— begin Available data —

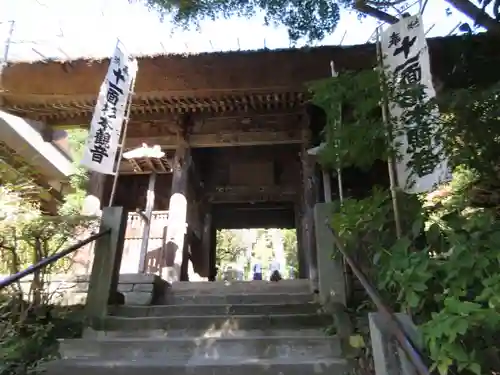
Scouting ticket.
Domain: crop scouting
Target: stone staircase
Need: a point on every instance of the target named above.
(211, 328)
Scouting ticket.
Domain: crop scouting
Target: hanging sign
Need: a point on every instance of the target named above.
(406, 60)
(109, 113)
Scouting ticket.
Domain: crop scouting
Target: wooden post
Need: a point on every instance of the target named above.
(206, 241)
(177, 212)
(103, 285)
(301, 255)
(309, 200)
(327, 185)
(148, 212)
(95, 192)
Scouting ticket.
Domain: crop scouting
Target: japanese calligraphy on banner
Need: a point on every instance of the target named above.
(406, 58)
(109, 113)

— end Available data —
— begin Available data —

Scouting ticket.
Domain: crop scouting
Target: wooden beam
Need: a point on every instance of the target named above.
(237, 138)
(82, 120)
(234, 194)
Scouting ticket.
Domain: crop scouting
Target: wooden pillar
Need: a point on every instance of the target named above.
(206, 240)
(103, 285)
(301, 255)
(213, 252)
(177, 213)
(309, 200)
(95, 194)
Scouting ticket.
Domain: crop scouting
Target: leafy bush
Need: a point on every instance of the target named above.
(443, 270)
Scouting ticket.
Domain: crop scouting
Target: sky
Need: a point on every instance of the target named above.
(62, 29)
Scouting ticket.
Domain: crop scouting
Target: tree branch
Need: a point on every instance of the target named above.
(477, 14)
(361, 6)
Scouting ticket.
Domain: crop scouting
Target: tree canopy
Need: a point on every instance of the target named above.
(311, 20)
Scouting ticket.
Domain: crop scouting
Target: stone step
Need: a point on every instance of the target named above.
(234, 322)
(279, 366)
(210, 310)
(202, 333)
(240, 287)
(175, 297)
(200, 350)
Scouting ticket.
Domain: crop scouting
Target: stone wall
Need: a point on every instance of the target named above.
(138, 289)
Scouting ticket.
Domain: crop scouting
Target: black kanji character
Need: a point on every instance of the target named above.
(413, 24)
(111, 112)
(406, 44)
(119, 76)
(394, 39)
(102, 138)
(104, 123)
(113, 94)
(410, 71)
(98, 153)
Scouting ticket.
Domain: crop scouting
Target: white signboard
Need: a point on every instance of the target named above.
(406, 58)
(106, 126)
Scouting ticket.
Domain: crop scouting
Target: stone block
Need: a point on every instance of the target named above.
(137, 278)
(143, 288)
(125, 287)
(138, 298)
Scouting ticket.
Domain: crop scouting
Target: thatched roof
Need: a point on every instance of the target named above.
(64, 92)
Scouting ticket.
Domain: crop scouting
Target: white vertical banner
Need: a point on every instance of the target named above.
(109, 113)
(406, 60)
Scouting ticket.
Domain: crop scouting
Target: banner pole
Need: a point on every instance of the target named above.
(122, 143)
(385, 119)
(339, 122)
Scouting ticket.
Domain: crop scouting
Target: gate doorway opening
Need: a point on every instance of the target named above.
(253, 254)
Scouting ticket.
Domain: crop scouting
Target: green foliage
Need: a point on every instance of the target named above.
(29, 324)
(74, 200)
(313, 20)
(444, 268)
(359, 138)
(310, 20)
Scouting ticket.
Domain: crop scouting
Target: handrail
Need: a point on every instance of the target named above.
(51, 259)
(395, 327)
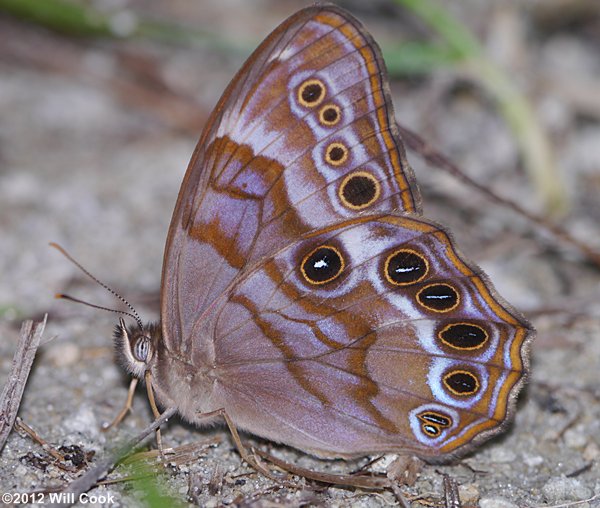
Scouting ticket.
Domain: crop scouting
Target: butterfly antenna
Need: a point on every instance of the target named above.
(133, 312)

— end Available data —
— begin Available data —

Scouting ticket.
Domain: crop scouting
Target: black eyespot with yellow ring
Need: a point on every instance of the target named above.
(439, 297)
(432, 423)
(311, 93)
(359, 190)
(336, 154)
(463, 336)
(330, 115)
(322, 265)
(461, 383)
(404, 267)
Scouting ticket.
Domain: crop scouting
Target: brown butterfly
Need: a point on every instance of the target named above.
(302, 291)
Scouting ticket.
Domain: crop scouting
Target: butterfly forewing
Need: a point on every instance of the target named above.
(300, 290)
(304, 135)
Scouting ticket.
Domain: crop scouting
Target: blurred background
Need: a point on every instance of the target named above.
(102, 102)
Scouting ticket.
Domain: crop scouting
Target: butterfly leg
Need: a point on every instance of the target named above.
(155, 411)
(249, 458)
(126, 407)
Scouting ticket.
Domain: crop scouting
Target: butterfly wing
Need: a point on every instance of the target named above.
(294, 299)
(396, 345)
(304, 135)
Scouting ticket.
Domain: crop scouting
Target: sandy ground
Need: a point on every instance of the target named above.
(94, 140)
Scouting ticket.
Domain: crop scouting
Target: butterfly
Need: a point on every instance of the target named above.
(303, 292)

— end Available data —

[The task]:
Find every line in the items above that contains the word "tree" and copy each such line. Case matters.

[Solution to the exercise]:
Target: tree branch
Target: tree canopy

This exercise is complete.